Dataset content
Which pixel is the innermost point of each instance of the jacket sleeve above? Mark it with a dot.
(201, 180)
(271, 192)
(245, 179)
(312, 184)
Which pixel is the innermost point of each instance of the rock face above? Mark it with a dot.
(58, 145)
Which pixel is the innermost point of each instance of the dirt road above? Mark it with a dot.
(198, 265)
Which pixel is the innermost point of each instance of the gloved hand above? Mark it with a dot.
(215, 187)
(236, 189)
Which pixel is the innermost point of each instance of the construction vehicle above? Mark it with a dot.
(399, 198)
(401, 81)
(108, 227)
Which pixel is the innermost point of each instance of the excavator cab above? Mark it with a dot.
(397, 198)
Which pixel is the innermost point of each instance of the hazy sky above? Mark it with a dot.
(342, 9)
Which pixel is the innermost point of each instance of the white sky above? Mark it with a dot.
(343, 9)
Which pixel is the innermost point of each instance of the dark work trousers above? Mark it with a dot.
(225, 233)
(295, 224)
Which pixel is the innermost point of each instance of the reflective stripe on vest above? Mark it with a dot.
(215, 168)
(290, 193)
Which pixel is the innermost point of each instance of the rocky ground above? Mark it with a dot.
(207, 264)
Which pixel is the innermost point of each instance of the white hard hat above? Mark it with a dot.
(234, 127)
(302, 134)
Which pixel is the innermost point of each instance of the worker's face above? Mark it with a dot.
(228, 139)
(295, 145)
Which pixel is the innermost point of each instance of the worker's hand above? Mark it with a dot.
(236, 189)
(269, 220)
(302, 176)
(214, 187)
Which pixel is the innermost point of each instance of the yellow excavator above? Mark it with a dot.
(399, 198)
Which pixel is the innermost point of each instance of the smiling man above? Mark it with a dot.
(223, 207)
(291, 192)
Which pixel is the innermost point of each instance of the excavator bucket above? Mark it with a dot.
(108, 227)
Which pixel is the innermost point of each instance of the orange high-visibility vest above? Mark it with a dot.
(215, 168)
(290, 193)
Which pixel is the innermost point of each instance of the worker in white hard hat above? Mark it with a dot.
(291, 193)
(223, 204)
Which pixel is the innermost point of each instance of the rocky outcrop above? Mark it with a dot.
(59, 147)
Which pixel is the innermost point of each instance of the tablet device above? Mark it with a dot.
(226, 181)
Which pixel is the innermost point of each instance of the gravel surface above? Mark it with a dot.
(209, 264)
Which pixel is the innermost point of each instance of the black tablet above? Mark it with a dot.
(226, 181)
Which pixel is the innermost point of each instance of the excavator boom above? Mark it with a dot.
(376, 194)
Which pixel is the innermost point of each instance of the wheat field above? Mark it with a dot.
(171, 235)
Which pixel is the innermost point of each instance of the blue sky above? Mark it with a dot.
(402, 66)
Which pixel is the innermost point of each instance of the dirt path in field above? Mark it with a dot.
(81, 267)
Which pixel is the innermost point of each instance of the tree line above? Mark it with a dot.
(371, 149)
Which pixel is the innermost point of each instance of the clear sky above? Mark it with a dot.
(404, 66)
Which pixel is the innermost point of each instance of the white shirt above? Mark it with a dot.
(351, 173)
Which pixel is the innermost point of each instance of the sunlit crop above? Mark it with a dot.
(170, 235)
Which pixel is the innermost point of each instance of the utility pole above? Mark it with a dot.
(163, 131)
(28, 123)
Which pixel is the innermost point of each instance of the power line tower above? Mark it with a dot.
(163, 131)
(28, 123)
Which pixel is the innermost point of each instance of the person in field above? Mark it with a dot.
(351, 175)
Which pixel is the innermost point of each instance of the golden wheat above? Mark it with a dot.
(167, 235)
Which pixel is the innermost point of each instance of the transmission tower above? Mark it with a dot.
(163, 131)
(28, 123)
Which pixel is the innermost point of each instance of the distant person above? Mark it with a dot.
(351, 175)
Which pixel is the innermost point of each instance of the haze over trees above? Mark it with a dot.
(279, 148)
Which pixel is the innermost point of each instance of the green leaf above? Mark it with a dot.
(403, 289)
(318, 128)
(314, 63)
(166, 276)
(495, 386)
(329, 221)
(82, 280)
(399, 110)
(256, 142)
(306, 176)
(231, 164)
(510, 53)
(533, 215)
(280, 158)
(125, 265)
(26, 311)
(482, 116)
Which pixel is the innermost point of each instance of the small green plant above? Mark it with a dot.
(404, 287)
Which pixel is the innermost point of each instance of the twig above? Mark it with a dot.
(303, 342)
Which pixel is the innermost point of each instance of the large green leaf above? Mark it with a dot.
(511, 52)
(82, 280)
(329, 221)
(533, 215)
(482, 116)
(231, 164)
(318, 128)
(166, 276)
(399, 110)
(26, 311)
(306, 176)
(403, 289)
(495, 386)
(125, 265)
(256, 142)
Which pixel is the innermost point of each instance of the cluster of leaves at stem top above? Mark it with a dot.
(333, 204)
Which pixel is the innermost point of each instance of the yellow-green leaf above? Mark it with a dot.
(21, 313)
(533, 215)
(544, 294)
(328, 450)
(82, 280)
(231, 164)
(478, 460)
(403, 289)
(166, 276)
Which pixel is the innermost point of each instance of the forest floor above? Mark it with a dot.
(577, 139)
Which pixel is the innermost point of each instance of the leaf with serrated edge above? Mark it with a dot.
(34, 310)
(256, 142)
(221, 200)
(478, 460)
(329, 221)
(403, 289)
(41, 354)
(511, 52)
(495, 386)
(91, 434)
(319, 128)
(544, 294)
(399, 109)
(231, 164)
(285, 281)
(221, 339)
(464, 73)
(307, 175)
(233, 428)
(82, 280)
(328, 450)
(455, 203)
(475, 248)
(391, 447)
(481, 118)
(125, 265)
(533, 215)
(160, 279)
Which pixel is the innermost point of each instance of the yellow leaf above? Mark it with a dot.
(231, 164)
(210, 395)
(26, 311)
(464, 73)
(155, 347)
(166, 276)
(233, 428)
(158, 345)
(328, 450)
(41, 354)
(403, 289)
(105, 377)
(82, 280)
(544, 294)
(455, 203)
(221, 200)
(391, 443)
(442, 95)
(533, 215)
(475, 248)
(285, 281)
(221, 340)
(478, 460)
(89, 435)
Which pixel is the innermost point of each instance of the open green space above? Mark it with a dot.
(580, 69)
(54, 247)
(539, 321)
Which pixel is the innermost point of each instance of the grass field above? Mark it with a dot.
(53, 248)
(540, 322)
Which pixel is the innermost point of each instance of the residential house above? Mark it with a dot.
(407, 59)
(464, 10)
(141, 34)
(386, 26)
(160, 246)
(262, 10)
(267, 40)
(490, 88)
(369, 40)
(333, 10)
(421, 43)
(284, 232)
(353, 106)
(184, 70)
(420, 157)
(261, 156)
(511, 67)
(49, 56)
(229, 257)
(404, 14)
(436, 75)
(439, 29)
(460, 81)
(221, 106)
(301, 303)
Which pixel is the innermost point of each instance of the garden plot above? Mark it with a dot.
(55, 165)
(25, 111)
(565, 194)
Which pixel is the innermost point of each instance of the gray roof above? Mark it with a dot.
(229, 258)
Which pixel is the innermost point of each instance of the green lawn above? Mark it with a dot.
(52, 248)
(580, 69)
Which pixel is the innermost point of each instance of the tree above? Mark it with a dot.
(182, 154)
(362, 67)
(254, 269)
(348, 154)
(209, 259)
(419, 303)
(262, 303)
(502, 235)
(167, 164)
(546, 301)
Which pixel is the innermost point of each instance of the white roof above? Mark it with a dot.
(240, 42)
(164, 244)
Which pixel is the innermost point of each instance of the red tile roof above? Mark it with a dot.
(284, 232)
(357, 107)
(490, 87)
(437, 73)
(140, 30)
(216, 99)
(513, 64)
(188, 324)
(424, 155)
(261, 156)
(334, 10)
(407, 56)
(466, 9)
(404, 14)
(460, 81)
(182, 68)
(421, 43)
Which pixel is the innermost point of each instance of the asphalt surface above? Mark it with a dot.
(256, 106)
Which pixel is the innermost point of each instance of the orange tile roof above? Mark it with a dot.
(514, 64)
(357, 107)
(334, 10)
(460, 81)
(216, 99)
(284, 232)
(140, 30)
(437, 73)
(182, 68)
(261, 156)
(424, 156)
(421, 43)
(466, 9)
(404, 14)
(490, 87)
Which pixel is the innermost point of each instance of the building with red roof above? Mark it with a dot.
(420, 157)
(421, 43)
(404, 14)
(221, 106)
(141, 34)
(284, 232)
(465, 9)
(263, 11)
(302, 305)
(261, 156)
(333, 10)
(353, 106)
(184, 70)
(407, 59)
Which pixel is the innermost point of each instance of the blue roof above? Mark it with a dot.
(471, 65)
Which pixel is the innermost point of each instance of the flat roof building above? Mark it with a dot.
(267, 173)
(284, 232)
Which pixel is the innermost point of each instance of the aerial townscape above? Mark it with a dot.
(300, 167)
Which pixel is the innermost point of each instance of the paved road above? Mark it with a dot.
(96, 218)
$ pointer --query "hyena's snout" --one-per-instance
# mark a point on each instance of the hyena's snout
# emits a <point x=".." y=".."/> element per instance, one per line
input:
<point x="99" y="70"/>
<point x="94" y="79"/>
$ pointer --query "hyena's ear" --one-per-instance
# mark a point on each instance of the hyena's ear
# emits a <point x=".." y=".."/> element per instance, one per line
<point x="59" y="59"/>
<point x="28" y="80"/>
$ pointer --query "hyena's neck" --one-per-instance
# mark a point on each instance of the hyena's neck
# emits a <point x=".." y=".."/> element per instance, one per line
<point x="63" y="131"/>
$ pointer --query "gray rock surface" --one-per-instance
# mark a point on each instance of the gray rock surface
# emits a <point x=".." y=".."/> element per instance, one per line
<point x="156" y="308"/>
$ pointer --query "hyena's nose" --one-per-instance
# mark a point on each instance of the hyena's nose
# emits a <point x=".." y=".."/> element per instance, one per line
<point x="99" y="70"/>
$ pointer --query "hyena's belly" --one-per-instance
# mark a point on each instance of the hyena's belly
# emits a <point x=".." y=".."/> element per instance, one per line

Task item
Scan the data for the string "pointer" and copy each line in which it occurs.

Task result
$ pointer --query "hyena's snout" --one-per-instance
$ pointer --query "hyena's ear" --one-per-instance
$ pointer --query "hyena's neck" --one-per-instance
$ pointer --query "gray rock surface" --one-per-instance
$ pointer --query "hyena's nose" --one-per-instance
$ pointer --query "hyena's belly" --one-per-instance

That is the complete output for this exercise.